Knowledge-of-universals analyzing-universals

Reading: Bertrand Russell (2014), "The world of universals" - Chapter 9 of "The Problems of Philosophy"

The notion of “universals” emerge when we take the idea of having “something in common” seriously. when comparing an ordinary piece of chalk and an ordinary piece of blank paper, we can say that the chalk and the paper have whiteness in common. What is whiteness though? It is implied that since whiteness is not exclusive to the chalk or the paper, it is a third thing that is common to both.

Another possible explanation for whiteness though is that the chalk’s whiteness is a just a part of the chalk, and similarly for the paper’s whiteness; each has their own quality of whiteness (there is no third thing). BUT we’re not taking the idea of having something in common seriously anymore. There is no longer somehing in common between the chalk and the paper as they have their own distinct versions of whiteness. Russell uses this as his argument of why there must be such entities as universals.

particulars = objects that our senses acquaint us with.

  • a paper, or one person repaying a debt to another

universals = qualities, characterisitics, or natures that can be common to many particular objects, situated in different places and different times.

  • Universals characterizes particular objects, but they are entities distinct from the particulars they characterize

term property is synonymous with the term universal

  • “Chalk has the property of whiteness”

Notes from the reading

Russell on Plato’s theory

plato’s theory of ideas is an attempt to understand “universals” and according to Russell “one of the most successful attempts”

  • Plato calls entities like whiteness or justice having this pure essence that a number of particular things have in common as ideas or forms.

“Not being paticular, [a universal] cannot itself exist in the world of sense.” (Russell, 2014)

  • they are not changeable like the things of sense; they are “eternally themselves, immutable, and indestructible”

• MATERIAL:

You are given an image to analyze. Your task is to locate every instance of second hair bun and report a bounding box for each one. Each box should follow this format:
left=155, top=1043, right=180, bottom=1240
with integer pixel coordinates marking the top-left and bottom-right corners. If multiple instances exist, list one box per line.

• WHAT THIS EXERCISE ASKS:
1. Translate this sentence from the notes on universals into Spanish: "It is implied that since whiteness is not exclusive to the chalk or the paper, it is a third thing that is common to both."
2. Please quote the passage of the notes on universals starting at "Reading: Bertrand Russell" and ending at "common to both.".
3. Answer these from the notes on universals:
(a) Which two objects are compared as having whiteness in common?
(b) Which term is synonymous with "universal"?
(c) How does Russell rank Plato's theory of ideas among attempts to understand universals?
Rely only on the notes on universals.

• SOLVED TASKS:
1. Se da a entender que, como la blancura no es exclusiva de la tiza ni del papel, es una tercera cosa común a ambos.

2.
Reading: Bertrand Russell (2014), "The world of universals" - Chapter 9 of "The Problems of Philosophy"

The notion of “universals” emerge when we take the idea of having “something in common” seriously. when comparing an ordinary piece of chalk and an ordinary piece of blank paper, we can say that the chalk and the paper have whiteness in common. What is whiteness though? It is implied that since whiteness is not exclusive to the chalk or the paper, it is a third thing that is common to both.

3.
(a) An ordinary piece of chalk and an ordinary piece of blank paper.
(b) Property.
(c) As "one of the most successful attempts."